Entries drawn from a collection
- - -
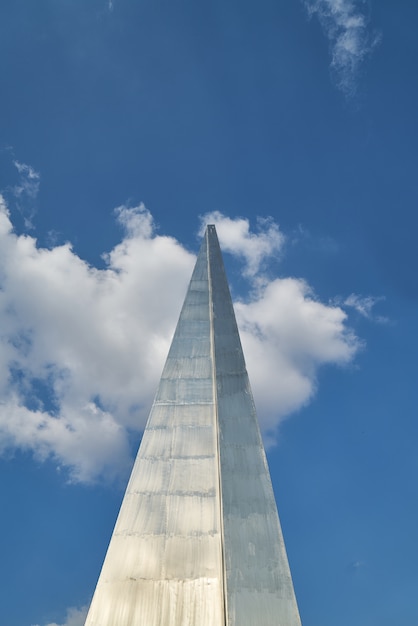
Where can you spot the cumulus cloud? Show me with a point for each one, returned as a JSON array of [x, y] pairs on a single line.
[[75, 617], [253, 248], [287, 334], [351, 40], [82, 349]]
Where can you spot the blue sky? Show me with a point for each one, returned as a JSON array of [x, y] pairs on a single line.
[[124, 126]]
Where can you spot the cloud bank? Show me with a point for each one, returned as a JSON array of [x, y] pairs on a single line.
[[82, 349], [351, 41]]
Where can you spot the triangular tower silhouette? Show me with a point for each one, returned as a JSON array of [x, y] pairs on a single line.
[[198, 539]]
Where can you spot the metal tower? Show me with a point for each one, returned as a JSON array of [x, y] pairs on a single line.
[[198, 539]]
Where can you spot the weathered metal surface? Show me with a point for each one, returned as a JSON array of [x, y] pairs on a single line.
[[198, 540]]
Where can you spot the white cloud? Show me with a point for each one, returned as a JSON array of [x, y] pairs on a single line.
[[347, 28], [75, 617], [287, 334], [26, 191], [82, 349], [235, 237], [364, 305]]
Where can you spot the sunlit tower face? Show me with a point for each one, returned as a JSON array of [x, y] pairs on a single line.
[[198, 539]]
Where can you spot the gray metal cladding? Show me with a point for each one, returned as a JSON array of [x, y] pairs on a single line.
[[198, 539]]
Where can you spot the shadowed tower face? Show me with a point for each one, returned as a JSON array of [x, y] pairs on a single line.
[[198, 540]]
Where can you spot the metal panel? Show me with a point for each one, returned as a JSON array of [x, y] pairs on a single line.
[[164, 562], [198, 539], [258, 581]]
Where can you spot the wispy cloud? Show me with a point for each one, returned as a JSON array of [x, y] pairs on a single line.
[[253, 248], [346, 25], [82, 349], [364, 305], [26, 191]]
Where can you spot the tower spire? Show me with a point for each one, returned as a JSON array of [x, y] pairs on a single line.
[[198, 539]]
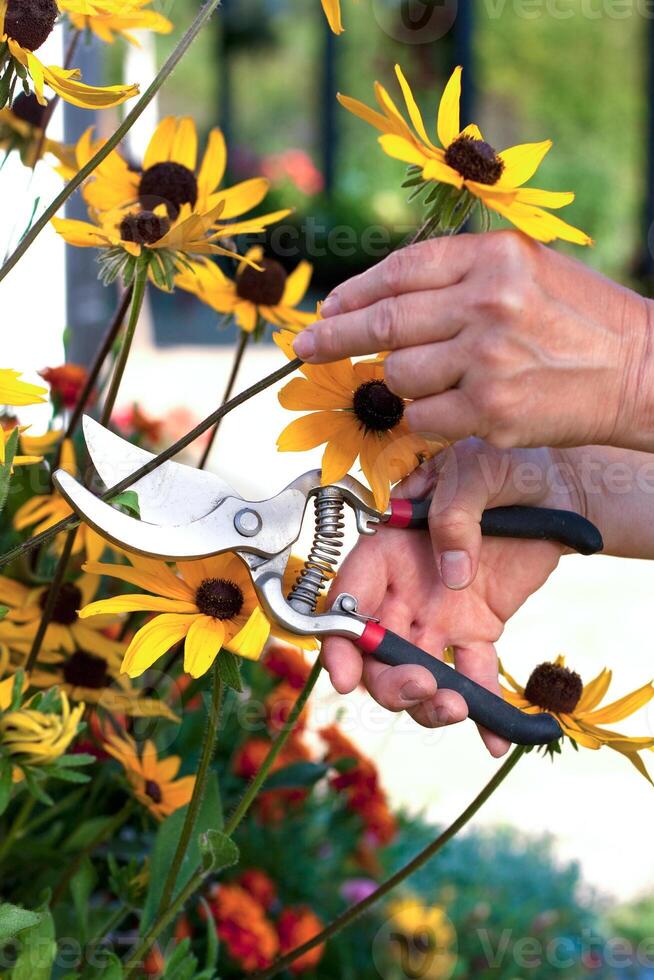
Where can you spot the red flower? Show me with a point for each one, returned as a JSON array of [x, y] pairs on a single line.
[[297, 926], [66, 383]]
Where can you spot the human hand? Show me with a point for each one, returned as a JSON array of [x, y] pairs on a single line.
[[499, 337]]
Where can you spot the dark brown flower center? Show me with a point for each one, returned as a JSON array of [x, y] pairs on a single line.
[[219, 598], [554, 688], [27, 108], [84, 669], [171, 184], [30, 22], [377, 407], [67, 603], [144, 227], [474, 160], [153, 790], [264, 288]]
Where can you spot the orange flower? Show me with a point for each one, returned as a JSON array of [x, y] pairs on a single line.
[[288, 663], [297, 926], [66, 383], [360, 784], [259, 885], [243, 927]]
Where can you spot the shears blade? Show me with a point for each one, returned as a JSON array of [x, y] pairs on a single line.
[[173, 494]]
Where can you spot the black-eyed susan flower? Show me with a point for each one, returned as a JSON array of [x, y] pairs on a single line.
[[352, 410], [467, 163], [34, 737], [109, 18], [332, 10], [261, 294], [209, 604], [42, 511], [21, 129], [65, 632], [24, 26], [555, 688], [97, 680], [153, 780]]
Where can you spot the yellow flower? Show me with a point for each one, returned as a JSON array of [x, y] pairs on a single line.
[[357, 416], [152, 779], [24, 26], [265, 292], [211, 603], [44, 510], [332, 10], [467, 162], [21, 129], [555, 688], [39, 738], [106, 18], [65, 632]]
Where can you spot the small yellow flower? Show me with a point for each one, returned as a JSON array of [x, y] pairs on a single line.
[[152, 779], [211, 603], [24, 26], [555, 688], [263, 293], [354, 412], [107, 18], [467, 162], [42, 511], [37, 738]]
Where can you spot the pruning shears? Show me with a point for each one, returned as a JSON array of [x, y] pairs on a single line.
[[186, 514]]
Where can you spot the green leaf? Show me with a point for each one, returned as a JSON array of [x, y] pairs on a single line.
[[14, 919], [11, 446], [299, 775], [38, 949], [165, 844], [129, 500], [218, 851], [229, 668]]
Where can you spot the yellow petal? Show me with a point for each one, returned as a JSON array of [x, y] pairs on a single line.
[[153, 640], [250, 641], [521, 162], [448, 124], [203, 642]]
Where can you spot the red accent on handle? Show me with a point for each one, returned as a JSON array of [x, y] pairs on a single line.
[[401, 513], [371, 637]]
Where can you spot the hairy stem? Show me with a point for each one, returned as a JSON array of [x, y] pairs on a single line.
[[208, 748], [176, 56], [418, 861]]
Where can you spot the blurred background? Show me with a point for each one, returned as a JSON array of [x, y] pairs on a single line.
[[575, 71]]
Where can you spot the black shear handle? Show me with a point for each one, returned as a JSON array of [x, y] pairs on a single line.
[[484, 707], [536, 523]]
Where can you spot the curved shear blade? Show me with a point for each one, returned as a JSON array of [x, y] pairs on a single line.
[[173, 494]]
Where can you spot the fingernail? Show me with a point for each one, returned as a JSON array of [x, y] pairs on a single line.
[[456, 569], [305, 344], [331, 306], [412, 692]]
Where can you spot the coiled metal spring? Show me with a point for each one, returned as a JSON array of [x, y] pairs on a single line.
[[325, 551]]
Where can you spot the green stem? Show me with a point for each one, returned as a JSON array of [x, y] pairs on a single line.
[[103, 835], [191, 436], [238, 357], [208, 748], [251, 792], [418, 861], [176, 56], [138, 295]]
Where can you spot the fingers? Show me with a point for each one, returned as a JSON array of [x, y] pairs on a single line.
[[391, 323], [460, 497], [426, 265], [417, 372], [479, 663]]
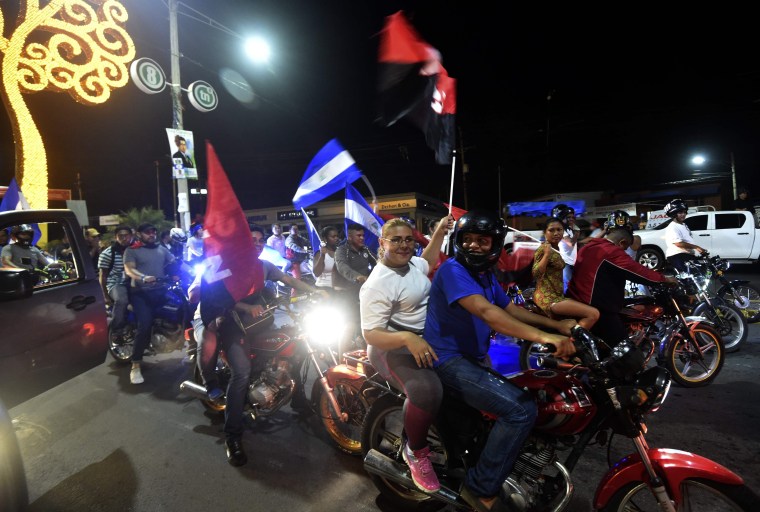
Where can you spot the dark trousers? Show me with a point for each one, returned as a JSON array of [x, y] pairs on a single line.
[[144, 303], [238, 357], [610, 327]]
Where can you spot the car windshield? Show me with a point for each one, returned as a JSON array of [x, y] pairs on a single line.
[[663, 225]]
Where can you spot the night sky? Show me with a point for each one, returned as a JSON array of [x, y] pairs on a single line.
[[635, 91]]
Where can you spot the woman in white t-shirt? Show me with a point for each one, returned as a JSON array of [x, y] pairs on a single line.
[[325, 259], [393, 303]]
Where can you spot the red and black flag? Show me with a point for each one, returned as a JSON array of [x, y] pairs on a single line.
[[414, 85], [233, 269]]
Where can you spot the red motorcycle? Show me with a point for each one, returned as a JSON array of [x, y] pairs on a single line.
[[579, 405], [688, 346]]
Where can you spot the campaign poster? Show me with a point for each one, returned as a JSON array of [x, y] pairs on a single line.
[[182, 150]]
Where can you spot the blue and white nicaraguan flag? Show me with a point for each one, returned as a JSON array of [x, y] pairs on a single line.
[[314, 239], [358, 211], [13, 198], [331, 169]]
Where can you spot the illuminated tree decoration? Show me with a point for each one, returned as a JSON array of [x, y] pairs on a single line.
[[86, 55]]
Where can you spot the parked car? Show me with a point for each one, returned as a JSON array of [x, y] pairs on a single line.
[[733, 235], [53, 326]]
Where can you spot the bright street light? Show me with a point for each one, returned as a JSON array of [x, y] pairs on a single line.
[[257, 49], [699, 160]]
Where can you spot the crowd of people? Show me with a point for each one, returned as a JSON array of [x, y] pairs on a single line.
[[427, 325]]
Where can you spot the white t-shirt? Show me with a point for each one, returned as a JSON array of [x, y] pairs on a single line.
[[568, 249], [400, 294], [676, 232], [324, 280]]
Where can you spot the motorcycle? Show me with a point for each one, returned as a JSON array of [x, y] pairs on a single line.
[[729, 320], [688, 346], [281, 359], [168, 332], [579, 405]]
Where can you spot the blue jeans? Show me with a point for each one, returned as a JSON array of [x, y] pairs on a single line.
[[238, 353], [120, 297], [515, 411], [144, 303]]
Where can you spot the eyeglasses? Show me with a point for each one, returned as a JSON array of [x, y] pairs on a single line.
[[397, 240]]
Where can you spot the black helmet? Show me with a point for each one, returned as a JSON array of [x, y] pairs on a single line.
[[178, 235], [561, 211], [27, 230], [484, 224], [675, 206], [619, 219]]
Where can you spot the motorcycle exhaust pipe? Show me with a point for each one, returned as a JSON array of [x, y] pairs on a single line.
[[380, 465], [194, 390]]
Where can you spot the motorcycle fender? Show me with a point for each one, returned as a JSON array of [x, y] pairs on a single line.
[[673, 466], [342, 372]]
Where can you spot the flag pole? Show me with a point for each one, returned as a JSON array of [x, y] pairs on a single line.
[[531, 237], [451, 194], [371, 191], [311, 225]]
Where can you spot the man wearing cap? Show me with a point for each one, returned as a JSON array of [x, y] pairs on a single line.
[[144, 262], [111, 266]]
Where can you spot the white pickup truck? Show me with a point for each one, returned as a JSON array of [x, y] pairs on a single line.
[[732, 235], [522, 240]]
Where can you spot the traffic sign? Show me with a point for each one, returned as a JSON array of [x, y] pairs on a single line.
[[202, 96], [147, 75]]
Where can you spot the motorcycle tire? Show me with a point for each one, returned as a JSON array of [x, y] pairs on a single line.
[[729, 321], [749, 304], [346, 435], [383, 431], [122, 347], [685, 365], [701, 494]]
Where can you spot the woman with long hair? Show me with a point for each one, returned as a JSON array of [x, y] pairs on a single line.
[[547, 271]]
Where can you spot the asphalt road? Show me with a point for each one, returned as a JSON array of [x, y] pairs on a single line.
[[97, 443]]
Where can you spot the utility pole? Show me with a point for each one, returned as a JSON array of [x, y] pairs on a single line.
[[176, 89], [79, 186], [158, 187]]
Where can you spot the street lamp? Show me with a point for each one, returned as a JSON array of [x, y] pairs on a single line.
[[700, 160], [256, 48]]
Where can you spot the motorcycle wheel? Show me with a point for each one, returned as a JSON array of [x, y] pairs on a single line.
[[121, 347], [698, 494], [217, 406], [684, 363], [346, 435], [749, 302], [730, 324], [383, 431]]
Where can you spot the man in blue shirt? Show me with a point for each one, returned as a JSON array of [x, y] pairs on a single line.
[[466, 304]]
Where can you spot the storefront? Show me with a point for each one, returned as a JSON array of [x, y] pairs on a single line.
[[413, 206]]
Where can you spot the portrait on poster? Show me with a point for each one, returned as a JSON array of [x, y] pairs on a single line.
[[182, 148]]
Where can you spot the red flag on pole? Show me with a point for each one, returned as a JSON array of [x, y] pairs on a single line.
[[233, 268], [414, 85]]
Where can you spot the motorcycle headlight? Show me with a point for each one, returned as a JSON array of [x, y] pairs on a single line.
- - -
• **The problem**
Recast the lines from the line with "Where can you spot the pruning" to the line with "851], [229, 668]]" as a JSON list of strings, one string per line, leaving out any blank lines.

• **Task output**
[
  "Where can you spot the pruning shears? Show me with a point for each one, returned as a JSON array of [x, y] pairs on a single line.",
  "[[186, 514]]",
  "Where can you spot the green leaf? Show me with a point for each one, returned as a JSON array of [x, y] pairs on a single line.",
  "[[14, 919], [11, 446], [299, 775], [38, 949], [165, 844], [129, 500], [218, 851], [229, 668]]"
]